■ Task statement: From the data below, extract every line containing the word "door" and reproduce each such line in full. Matching is case-sensitive, so uppercase and lowercase letters must be treated as distinct.

■ Materials provided:
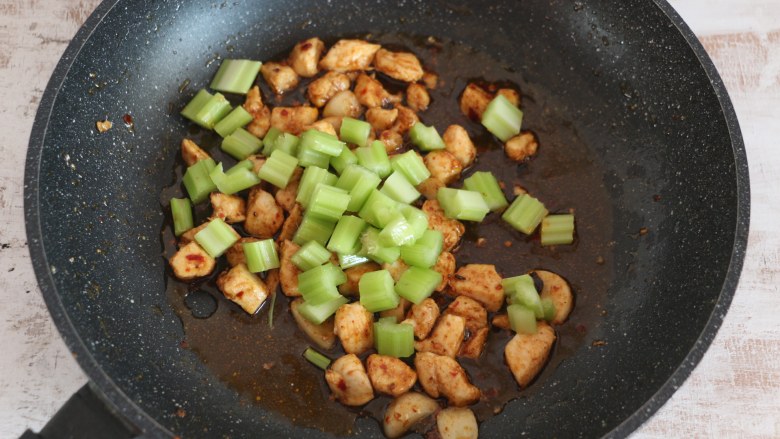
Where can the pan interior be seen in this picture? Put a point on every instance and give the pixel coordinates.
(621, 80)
--
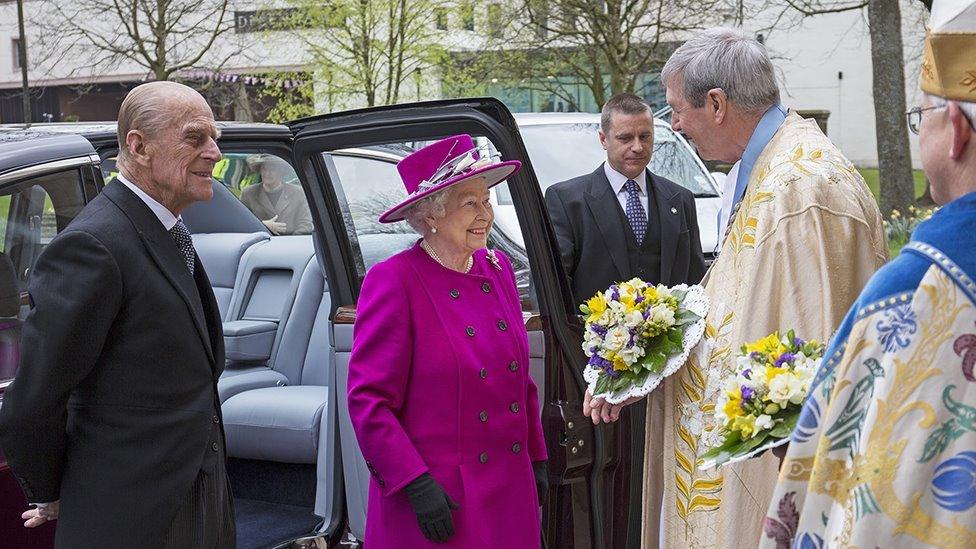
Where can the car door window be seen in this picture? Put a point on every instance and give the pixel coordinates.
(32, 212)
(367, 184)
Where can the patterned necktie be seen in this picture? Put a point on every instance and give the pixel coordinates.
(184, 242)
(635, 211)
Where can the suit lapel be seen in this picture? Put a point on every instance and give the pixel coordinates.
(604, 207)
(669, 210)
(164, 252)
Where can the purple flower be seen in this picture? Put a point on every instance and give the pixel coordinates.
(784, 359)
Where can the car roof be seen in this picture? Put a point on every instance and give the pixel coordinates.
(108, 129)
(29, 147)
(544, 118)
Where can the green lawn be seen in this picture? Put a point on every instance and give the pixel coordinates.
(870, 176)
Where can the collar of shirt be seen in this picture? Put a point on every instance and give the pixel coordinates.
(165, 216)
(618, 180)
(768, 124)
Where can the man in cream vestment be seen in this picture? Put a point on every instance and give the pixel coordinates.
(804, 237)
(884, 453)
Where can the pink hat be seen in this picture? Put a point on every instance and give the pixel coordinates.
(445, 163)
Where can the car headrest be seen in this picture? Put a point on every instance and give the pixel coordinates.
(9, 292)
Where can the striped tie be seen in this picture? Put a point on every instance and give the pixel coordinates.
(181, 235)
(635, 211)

■ Response to the exercise:
Where can the car door window be seen in this picture? Put a point on every instance and give the pixel coordinates.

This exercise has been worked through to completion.